-- WHAT IS NEEDED --
Retype the passage of the Redis vulnerability comment thread between "17 comments" and "don't mean anything.", inclusive, without changing a word.

-- READING TEXT --
17 comments

  • tptacek 1 day ago
    A post-auth memory corruption vulnerability scores a CVSS 10. Shellshock got like a 9.5. These scores don't mean anything.

    You can imagine a post-auth Redis vulnerability being deceptively well-exposed, because web apps often give partial control of the Redis key space to attackers, and don't care how long you make your strings. But this one is a UAF that requires attackers to send a malicious Lua script.

    • SkyPuncher 1 hour ago
      IMO, this is rather poor reporting and feels a bit flashy for a security researcher to make a name for themselves.

      While Redis seems vulnerable to this by default, most companies aren't deploying directly to the internet with terribly unsafe default configurations. Like, if you're vulnerable to this, you were already at major risk anyways.

    • WatchDog 1 day ago
      Agreed, adding to this, if a malicious actor already has the ability to execute arbitrary LUA scripts on your redis instance, then you are probably already pretty screwed.
      • tptacek 1 day ago
        I've got nothing bad to say about the vuln research here, I'm sure it's a great bug, just this CVSS stuff is a farce and everyone seriously working in the field seems to agree, but we're just completely path-dependently locked in to it.
      • wwsX0r 1 day ago
        The Lua interpreter in Redis doesn’t allow you to run regular code, you can’t event to “print”, not to talk about load libraries as in regular Lua interpreter. It’s a sanboxed one with very minimal operations you can do
        • jamesgeck0 1 day ago
          The vulnerability appears to _be_ a Lua sandbox escape.
      • akoboldfrying 1 day ago
        If the Lua "sandbox" is actually a decent sandbox, then the most you could do before was DoS the box. DoS <<<<< RCE
        • akoboldfrying 21 hours ago
          I see downvotes but no explanations why -- what is wrong with my claim?
          • chucky_z 21 hours ago
            I believe the context is that the CVE is that this bypasses the sandbox entirely; so in this specific case this is a real, full-blown RCE. Your comment makes it seem at a glance that you're saying it's a DOS at worse.
            • akoboldfrying 20 hours ago
              Thanks for replying, but my comment is not saying that at all -- it's pushing back on someone making the claim that the new CVE is no worse than what could already be done, by pointing out that what could already be done was (presumably) only a DoS, while the new CVE is full RCE.

-- EXTRACTED RECORDS --

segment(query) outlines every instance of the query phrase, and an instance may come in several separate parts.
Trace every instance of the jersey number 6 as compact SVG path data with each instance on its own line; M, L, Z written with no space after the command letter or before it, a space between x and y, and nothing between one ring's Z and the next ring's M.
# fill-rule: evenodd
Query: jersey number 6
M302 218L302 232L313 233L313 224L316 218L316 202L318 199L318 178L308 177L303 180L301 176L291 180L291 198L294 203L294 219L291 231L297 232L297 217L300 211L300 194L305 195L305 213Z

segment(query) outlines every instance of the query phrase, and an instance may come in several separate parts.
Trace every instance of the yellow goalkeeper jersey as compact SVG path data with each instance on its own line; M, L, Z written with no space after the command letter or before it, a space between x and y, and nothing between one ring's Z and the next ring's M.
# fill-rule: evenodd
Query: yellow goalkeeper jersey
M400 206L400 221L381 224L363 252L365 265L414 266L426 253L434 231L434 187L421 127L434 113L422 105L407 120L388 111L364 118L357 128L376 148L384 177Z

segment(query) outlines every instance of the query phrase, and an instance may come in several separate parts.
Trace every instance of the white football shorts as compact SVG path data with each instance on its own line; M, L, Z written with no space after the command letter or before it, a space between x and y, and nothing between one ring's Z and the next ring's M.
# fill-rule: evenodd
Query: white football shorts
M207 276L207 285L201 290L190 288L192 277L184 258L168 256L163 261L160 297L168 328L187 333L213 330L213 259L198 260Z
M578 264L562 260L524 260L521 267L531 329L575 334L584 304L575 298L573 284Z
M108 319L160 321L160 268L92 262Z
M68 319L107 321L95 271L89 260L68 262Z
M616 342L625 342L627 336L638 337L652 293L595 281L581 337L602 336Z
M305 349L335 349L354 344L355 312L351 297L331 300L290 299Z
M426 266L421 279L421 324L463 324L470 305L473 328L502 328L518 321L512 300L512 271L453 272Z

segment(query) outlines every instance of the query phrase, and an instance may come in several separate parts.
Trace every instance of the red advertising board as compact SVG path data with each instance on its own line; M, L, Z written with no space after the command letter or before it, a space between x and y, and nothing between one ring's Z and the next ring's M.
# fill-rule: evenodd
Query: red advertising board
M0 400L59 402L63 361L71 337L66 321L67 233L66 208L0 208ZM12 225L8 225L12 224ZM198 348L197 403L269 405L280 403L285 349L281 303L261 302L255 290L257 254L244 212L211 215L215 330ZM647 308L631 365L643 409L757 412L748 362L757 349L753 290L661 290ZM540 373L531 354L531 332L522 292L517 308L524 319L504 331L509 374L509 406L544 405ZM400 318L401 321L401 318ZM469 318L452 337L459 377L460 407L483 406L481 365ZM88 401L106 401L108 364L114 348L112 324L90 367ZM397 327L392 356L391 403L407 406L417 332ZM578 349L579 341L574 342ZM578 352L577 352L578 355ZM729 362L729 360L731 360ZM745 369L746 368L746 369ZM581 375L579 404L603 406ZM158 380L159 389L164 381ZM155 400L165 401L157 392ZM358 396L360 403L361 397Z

-- OUTPUT FOR THIS TASK --
17 comments

  • tptacek 1 day ago
    A post-auth memory corruption vulnerability scores a CVSS 10. Shellshock got like a 9.5. These scores don't mean anything.